◆ DESCRIPTION OF THE TASK ◆
Reproduce the records below word for word, omitting the pictures.
### RECORD EXCERPTS ###
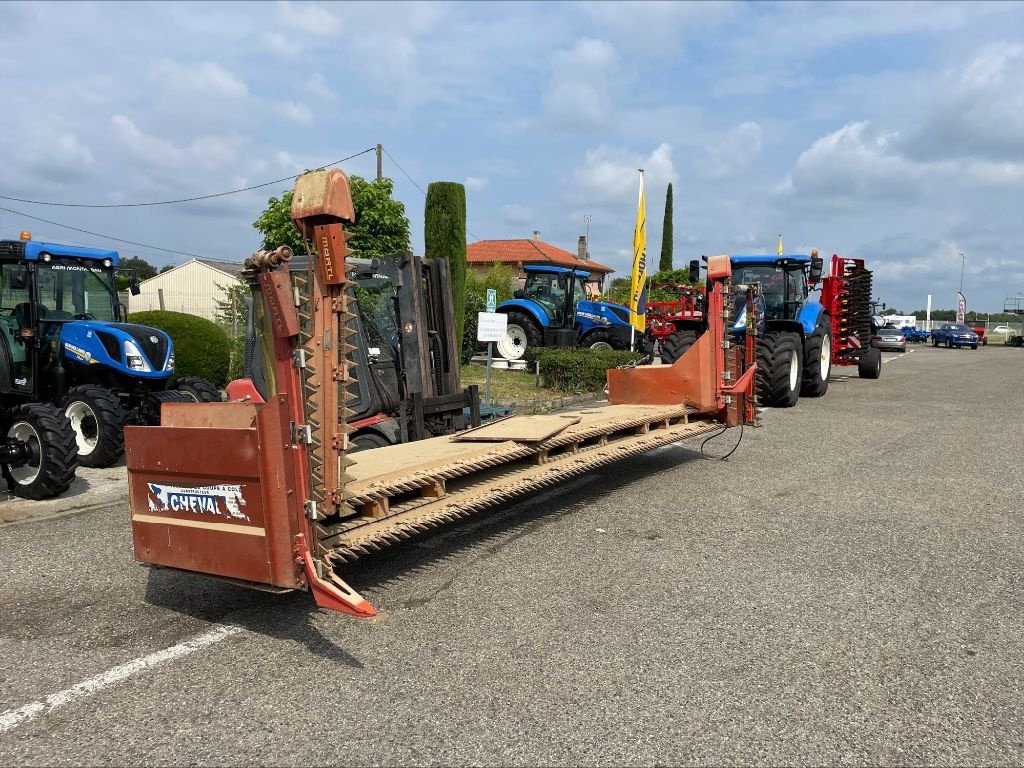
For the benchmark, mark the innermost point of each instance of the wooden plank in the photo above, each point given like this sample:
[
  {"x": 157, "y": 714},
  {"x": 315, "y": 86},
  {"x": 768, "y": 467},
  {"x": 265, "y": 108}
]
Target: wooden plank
[{"x": 520, "y": 429}]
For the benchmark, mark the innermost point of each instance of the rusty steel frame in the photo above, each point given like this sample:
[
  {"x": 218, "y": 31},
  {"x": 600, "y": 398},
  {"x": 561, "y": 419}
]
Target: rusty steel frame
[{"x": 265, "y": 493}]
###
◆ EXERCISE RESPONSE ◆
For the benchmark, mark the innermost point of each instance of the wooden plank in the photo above, each point given like this sample:
[
  {"x": 157, "y": 714},
  {"x": 315, "y": 86},
  {"x": 768, "y": 467},
  {"x": 265, "y": 108}
]
Target: wooden plank
[{"x": 520, "y": 429}]
For the benchmark, mark the innermost point of each instance of the rusty steel frame in the photo above, each point given like this sample:
[
  {"x": 218, "y": 31},
  {"x": 600, "y": 398},
  {"x": 561, "y": 419}
]
Target: rusty steel frame
[{"x": 265, "y": 493}]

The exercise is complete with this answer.